> SELECCIÓN

Este momento de la vida de Jesús que nos relata san Lucas es plenamente actual. En él observamos lo que sucede también hoy día y ha sucedido siempre: que por más que sepamos que Jesucristo merece un reconocimiento de fe, tendemos a rebajarlo a nuestra condición. Por una parte afirmamos: Jesucristo, Jesús de Nazaret, es Dios; y nos admiramos de la Iglesia, que permanece y se desarrolla más y más a lo largo de la historia, y promueve en todo el mundo una vida moral intachable, la que todos deberíamos vivir para que este mundo funcionara bien. Así pensaban también aquellos paisanos de Jesús, admirados, como dice san Lucas, de las palabras de gracia que procedían de su boca.

Pero, por otro lado, también como ellos –que esperaban un milagro–, le pedimos pruebas, mientras no dejamos de afirmar que es Dios, que somos cristianos y que creemos que su doctrina salva al mundo. Nos comportamos a veces como si el Señor tuviera que demostrarnos, más aún, con algún otro hecho extraordinario su divinidad. No terminamos de decidirnos por lo que creemos con seguridad que le agrada, sólo porque no es patente en cada caso. ¿Pero acaso es patente la fe?

“Señor, ¡auméntanos la fe!”, le pedimos. “Que no queramos entretenernos –que es perder el tiempo– esperando más manifestaciones de tu grandeza, mientras podemos atender tus palabras y ponerlas por obra. Que sea tu palabra –Señor– un motor irresistible que impulse nuestra vida por los caminos que nos has trazado”.

Con frecuencia nos dejamos mover los hombres por los estímulos que producen los resultados inmediatos y visibles. Quizá esperamos una eficacia a corto plazo y constatable, y casi nada más. Así se comportan de hecho bastantes en nuestro tiempo, olvidando que, si somos cristianos, como afirma san Pablo, es preciso buscar las cosas que son de arriba, no las de la tierra. Con este consejo, el Apóstol no hace sino animarnos a una vida de fe en la divinidad de Jesucristo que, en su momento supremo, declaró con rotundidad: mi Reino no es de este mundo. ¿Cuál es nuestro objetivo, concluir finalmente ese proyecto que nos ilusiona, vernos libres de cierto problema agobiante, sentirnos mejor: más cómodos, más seguros, disfrutar más? Pero Jesús nos invita de continuo a mirar hacia lo alto, por encima de esos afanes solamente nuestros. De mil modos recuerda que tenemos un lugar en el corazón de la Trinidad: mis delicias están con los hijos de los hombres, había declarado Dios por el libro de los Proverbios. ¿Permaneceremos indiferentes ante lo sobrenatural, metidos todavía sólo en nuestros afanes pequeños?

> ENUNCIADO
Escribe la continuación de la reflexión sobre la fe en Jesucristo a partir de su última frase.

> DATOS MOSTRADOS
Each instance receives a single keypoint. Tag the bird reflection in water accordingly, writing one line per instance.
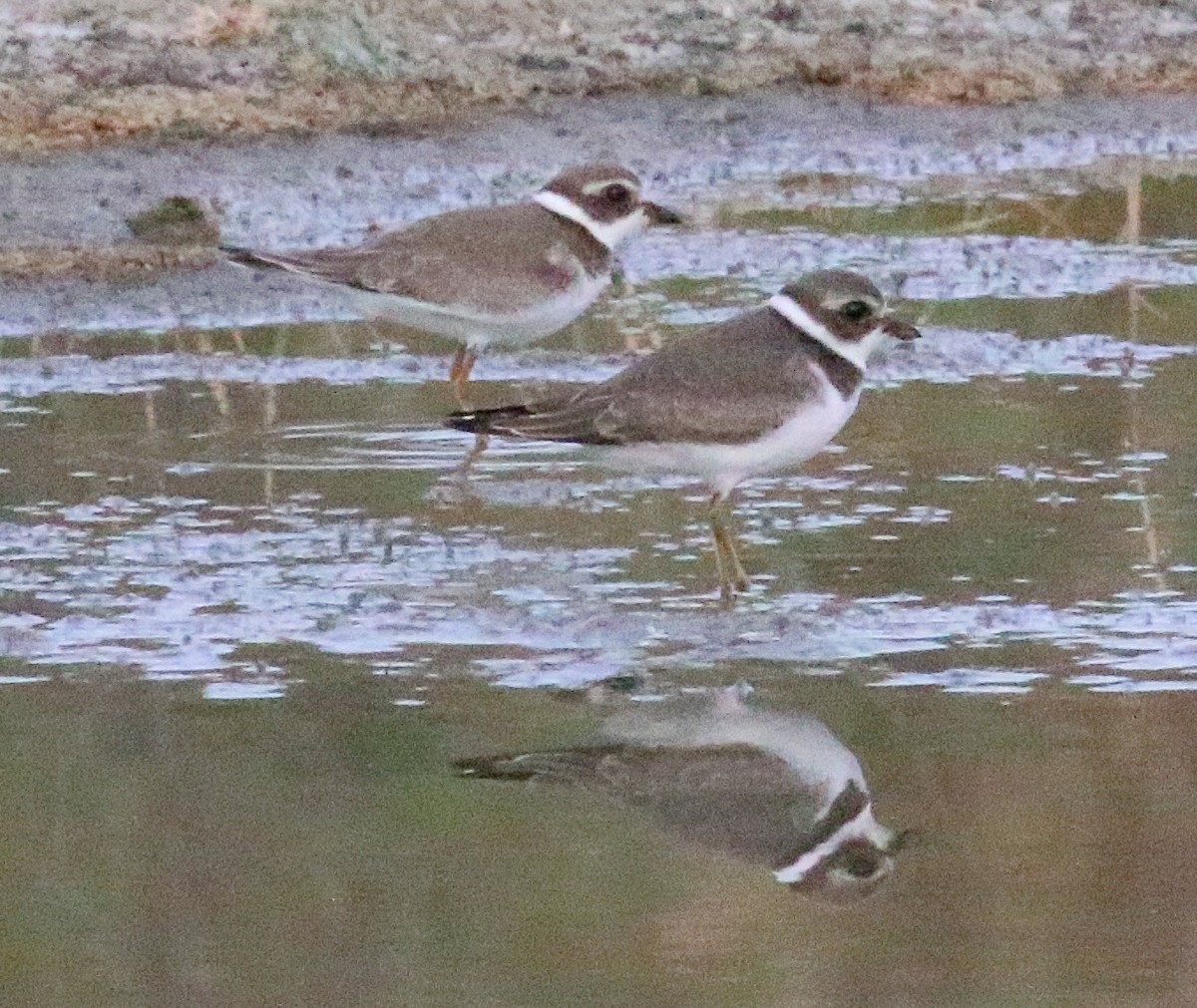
(770, 789)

> PROBLEMA RESUELTO
Los acontecimientos que sucedieron a las palabras de Jesús que hoy consideramos, pusieron de manifiesto su verdad. Realmente Cristo no triunfó a los ojos de los poderosos de su tiempo. No recogió, por así decir, el éxito de toda una vida en favor de los hombres. Fue sólo después de la Resurrección cuando su victoria se hizo patente, y tampoco entonces para la mayoría. Verdaderamente se trata del Reino de los Cielos. La Esperanza cristiana no es una esperanza actual, que sería siempre momentánea por mucho que durara ese momento. El hijo de Dios, que cada uno somos, mira a su Padre que vive y reina por los siglos de los siglos. Vivimos, pues, de una esperanza que se apoya en la fe y mira a la eternidad.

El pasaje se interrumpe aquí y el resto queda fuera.